Ejercicio | Reporta, copiándola íntegra, cada línea de las entradas siguientes que contenga la cadena "outline". Se distinguen mayúsculas de minúsculas.

Entradas almacenadas |
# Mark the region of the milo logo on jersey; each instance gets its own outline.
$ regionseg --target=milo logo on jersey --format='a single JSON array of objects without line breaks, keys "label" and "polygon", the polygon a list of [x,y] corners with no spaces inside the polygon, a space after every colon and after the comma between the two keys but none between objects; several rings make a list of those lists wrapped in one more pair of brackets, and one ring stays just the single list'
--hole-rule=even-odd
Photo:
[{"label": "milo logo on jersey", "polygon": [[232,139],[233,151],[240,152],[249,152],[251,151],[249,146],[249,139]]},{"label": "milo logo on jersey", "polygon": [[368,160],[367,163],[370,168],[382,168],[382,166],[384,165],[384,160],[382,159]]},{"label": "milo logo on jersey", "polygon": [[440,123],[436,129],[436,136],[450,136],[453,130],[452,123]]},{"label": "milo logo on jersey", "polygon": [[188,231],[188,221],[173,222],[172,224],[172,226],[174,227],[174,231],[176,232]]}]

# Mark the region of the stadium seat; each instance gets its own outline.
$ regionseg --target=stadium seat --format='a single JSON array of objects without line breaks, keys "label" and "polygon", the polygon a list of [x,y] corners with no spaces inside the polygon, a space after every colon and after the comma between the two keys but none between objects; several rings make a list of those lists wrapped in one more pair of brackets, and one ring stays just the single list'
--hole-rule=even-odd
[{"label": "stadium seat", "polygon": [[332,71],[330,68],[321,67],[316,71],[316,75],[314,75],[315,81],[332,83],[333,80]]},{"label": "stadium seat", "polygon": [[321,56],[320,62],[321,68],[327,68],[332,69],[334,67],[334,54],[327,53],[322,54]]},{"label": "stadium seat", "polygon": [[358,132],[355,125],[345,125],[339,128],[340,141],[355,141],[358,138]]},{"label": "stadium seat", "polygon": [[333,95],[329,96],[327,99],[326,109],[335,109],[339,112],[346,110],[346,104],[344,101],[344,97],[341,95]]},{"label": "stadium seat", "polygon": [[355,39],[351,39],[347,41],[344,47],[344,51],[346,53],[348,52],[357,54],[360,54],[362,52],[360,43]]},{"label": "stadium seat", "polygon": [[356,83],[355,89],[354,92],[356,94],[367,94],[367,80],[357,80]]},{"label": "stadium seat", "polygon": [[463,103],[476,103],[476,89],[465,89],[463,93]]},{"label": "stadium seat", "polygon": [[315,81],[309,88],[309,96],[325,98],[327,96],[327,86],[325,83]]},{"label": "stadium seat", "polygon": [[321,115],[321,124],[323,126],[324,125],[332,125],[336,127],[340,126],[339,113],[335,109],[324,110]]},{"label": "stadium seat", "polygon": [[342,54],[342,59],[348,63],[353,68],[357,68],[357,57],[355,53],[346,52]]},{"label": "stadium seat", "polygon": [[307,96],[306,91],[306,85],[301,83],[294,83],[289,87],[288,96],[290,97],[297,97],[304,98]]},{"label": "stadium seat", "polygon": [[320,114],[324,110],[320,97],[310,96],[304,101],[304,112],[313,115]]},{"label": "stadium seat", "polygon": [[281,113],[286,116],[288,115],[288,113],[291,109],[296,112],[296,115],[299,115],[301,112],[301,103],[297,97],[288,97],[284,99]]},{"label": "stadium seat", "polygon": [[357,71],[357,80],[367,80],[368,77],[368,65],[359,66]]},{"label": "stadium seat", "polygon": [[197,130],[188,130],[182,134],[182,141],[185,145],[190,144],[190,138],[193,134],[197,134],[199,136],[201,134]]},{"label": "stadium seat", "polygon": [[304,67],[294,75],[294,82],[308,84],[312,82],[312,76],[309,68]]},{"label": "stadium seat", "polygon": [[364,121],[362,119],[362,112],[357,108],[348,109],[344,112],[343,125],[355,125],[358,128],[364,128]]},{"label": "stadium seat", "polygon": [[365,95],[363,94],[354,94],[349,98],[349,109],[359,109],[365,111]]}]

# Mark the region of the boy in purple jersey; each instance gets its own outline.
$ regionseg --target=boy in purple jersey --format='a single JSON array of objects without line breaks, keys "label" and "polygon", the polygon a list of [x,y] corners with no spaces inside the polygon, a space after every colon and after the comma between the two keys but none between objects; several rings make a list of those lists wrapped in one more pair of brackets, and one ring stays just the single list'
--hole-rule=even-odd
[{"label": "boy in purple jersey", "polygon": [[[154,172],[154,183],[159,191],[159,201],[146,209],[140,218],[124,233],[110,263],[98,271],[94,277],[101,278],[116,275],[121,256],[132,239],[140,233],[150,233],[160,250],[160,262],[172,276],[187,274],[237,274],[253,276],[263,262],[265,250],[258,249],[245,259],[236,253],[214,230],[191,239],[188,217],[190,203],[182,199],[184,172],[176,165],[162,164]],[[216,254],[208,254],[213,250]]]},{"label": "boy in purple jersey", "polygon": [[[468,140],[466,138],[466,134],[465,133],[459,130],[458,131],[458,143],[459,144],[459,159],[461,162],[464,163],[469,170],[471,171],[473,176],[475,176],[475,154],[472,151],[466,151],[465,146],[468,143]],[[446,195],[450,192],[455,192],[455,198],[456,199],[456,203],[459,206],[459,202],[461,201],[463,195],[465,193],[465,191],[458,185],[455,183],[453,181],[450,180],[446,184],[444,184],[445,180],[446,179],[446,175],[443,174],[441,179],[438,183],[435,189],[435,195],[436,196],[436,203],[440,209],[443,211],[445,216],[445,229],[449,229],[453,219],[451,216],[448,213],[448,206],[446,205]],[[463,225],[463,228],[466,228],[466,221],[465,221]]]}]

Respuesta |
# Mark the region of the milo logo on jersey; each instance gets its own outline.
# Mark the region of the stadium seat; each instance gets its own outline.
# Mark the region of the boy in purple jersey; each instance gets its own outline.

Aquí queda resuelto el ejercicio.